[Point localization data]

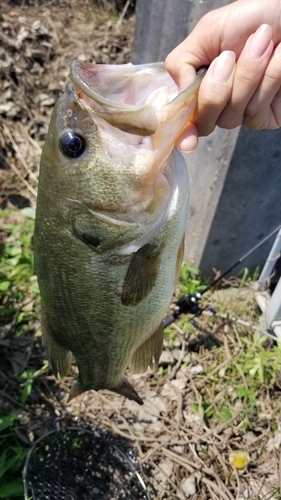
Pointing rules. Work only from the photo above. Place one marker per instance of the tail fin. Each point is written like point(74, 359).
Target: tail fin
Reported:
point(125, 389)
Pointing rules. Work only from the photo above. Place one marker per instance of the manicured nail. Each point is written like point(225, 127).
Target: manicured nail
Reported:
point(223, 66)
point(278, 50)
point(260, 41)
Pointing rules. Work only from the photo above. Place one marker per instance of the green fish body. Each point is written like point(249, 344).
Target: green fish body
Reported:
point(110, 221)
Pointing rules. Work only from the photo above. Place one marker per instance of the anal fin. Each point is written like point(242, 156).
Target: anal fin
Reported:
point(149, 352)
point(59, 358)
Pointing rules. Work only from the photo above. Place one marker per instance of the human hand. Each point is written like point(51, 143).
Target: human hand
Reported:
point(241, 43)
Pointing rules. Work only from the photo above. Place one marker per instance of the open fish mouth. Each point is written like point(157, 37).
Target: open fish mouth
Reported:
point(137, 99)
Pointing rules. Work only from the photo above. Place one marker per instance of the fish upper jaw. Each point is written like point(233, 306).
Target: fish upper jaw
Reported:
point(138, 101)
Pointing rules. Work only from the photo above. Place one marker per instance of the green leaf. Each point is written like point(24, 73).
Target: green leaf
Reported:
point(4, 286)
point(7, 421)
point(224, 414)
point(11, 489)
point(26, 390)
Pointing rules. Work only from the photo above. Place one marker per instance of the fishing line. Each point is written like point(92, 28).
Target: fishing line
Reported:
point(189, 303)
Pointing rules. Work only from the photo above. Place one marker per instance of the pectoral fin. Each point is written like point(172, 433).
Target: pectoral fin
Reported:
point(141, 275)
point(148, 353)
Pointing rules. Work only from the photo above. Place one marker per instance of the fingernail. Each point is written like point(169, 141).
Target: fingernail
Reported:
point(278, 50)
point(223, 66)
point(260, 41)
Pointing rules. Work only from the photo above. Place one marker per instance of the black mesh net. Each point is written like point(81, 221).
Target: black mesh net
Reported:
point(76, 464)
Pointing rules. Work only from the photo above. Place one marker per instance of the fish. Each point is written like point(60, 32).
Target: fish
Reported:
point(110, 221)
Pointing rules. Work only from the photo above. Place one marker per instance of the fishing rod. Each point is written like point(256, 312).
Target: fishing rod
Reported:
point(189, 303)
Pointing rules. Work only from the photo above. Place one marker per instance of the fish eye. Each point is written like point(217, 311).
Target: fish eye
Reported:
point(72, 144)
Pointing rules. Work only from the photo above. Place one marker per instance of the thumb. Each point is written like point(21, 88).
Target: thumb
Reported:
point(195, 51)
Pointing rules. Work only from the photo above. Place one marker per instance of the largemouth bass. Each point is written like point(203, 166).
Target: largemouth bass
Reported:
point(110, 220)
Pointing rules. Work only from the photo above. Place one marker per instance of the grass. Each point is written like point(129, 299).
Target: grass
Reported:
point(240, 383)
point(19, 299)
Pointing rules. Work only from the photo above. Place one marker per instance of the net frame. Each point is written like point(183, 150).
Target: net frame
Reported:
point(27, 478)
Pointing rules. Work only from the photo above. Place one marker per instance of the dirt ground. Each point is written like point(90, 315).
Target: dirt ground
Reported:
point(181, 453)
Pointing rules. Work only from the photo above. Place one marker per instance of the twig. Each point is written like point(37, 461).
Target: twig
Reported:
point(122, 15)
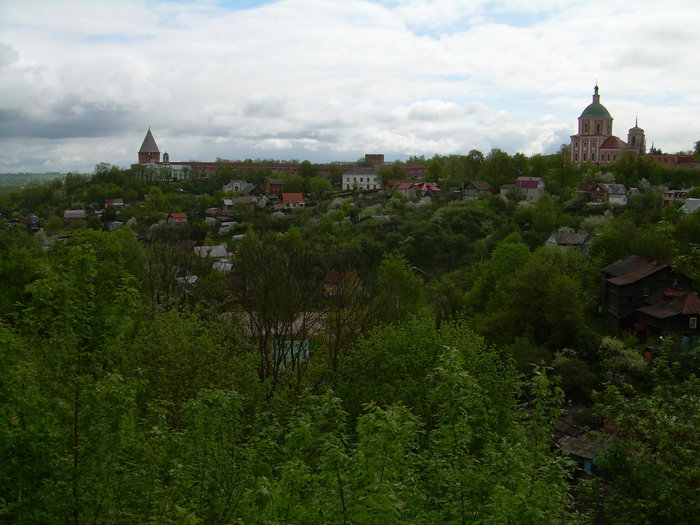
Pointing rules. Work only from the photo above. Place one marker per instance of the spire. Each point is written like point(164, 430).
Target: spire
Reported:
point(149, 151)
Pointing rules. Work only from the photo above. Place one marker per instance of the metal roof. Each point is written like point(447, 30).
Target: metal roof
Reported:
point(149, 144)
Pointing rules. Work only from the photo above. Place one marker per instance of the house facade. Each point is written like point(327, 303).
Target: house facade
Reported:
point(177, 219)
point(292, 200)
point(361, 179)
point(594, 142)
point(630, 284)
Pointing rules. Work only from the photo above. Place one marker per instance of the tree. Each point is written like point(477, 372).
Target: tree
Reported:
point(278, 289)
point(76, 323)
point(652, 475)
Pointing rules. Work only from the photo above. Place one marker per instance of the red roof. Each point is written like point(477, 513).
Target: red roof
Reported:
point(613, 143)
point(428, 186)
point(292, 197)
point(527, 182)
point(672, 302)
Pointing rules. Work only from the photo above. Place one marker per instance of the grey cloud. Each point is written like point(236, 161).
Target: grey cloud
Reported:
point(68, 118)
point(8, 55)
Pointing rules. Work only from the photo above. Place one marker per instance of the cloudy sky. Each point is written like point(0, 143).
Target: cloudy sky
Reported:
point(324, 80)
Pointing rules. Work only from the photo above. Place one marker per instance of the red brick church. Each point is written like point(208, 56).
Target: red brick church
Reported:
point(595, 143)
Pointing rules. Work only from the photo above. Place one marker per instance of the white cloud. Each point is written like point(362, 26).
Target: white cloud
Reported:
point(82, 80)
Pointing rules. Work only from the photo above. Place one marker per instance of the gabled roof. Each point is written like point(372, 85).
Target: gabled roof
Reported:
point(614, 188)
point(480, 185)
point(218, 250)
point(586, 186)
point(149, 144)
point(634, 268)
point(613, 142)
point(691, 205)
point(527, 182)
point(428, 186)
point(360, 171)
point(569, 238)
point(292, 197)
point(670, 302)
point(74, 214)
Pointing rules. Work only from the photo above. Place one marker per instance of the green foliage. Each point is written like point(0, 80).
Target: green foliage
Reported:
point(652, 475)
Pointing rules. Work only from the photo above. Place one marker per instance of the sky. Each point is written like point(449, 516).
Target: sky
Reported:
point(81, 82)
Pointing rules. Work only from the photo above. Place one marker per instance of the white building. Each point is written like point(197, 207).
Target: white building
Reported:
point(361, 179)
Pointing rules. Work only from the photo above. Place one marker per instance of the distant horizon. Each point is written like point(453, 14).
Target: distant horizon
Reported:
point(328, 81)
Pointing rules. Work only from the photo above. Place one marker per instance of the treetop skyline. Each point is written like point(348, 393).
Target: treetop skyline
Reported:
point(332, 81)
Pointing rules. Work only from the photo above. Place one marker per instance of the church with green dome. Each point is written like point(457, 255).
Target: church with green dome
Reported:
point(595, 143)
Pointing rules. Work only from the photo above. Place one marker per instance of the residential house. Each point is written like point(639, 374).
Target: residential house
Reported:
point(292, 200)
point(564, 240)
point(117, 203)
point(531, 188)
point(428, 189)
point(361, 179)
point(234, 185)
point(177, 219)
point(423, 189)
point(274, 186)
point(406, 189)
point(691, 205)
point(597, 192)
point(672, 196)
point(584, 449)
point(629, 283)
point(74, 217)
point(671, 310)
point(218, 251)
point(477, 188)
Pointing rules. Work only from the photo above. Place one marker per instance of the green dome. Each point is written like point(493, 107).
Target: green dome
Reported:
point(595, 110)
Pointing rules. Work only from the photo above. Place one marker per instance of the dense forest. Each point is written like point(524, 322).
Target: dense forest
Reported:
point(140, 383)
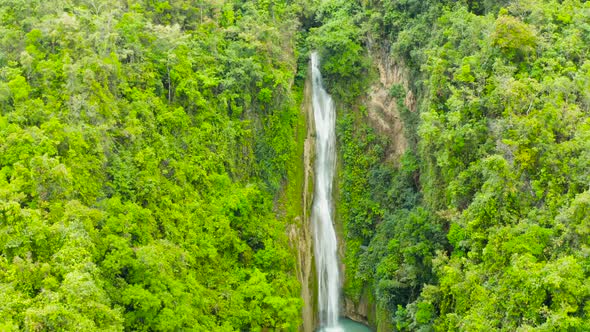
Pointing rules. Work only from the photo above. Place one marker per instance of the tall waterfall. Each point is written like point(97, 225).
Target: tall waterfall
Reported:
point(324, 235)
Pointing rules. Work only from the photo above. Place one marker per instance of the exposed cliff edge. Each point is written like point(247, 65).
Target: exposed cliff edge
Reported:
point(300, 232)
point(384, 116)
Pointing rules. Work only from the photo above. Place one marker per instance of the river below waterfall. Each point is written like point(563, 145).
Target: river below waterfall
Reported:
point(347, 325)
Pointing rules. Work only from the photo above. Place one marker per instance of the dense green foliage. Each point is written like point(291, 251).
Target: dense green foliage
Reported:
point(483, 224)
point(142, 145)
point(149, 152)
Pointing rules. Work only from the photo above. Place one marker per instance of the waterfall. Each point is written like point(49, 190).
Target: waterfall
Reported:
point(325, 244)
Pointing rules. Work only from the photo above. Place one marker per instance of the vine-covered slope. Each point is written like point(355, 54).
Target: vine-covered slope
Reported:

■ Work to be completed
The answer must be an exact copy of the lines above, from the start of the records through the line with "Target: fingernail", and of nothing else; no pictures belong in it.

■ Solution for this problem
Pointing rules. Work only from the photo above. Place one marker per instance of the tail fin. Each point is written like point(74, 359).
Target: tail fin
Reported:
point(125, 389)
Pointing rules. Work only from the photo above. Place one marker per instance of the manicured nail. Each point is written like point(225, 127).
Target: manicured nail
Reported:
point(223, 66)
point(278, 50)
point(260, 41)
Pointing rules. Work only from the photo above. Place one marker per instance of the green fish body. Each point is written like point(249, 344).
Target: green fish body
Reported:
point(110, 221)
Pointing rules. Work only from the photo above. Place one marker per instance of the anal fin. Each point is written like point(242, 156).
Target: anal fin
Reported:
point(149, 352)
point(59, 358)
Pointing rules. Work only from the photo above. Place one marker per instance of the human hand. Each point is written like point(51, 143).
Target: human hand
Reported:
point(241, 43)
Pointing rules. Work only from the photo above. Place one marker per instance of the open fish mouth. Each point is written like point(157, 37).
Target: open fish mouth
Reported:
point(137, 99)
Pointing rules. Work only from the photo above. Place one marker per instance of the fish upper jaw. Each point is written like point(233, 306).
Target: fish upper jaw
Reported:
point(138, 101)
Pointing rules. Work only from the photo above. Place one marker per instance of the green leaf. Each point is written like point(24, 73).
Target: green leaf
Reported:
point(4, 286)
point(7, 421)
point(224, 414)
point(11, 489)
point(26, 390)
Pointing rules. Work only from the photo above. Place one marker per instance of the fishing line. Each point is written like point(92, 28).
Target: fishing line
Reported:
point(189, 303)
Pointing rules. Work only from the photo above. Place one marker per instance of the pectoral fin. Each point is written like point(172, 433).
Target: pectoral fin
Reported:
point(141, 275)
point(148, 353)
Pointing rules. Work only from the photo above. Place one marker per instance of the fingernail. Each point is written like point(169, 141).
Target: fingernail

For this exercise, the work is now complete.